# [PROBLEM TO WORK ON]
Write out, unchanged, the lines from the one holding "Each returned point MUST lie on the matching sunlit" to the close of the listing. Both the first and last lines belong in it.

┄┄┄┄┄┄┄┄┄┄

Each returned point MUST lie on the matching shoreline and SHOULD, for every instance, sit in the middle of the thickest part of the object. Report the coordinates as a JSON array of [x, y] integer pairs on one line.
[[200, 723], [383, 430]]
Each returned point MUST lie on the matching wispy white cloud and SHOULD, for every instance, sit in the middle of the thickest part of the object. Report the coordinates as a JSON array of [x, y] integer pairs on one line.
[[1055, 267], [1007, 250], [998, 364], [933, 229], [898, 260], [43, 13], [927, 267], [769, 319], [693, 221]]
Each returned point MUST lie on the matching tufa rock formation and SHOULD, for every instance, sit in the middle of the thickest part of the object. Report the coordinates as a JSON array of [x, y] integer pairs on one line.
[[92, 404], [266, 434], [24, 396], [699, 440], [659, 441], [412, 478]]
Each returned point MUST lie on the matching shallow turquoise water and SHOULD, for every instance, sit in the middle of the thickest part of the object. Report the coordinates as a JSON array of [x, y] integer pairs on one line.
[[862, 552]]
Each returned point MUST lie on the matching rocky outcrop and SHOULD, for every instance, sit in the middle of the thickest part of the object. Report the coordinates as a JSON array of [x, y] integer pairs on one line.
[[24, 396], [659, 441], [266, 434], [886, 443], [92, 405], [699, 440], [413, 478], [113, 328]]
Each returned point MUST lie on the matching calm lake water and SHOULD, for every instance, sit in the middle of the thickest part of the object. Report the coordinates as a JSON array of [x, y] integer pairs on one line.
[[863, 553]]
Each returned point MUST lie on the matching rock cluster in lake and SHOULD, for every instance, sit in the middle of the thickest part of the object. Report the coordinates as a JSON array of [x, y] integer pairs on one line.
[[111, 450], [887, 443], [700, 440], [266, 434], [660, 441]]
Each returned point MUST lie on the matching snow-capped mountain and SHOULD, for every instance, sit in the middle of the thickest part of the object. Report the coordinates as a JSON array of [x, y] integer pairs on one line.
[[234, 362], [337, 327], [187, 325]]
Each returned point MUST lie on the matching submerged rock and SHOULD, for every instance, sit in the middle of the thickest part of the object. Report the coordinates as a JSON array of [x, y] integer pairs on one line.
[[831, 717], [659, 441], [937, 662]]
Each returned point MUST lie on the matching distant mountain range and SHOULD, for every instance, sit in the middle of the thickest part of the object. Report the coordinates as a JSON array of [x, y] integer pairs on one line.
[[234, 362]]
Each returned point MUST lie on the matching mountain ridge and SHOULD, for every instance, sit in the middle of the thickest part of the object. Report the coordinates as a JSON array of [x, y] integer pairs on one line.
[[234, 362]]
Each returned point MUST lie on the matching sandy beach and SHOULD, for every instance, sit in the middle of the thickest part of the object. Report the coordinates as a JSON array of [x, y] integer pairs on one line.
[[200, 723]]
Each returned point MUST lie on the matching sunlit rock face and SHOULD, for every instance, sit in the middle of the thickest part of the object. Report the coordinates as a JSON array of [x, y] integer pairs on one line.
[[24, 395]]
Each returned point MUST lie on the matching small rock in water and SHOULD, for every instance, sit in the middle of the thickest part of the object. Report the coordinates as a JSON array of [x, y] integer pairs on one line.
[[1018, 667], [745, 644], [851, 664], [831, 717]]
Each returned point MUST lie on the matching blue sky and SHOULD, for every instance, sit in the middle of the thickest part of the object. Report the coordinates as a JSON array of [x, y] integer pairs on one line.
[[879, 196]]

┄┄┄┄┄┄┄┄┄┄

# [ANSWER BOX]
Each returned point MUST lie on the matching sunlit rock face and SHOULD, for every instance, sit in the middle of the thickest part of the object. Report the coordinates as a JSON array of [x, y] integer pairs on one line.
[[24, 395]]
Each returned point MUST lie on the matching small rock in water and SHOULD, for every instance, sit in the middle of the thickest part of the object. Report the coordinates as a JSON array of [x, y] integer pairs on one line.
[[1018, 667], [745, 644], [851, 664], [831, 717]]
Each returned point MUST lie on the matching blue sky and SHOULD, for every instance, sit in the middle of the thickest part of the object. Report the coordinates as a JSON array of [x, y] integer pairs on one line.
[[879, 196]]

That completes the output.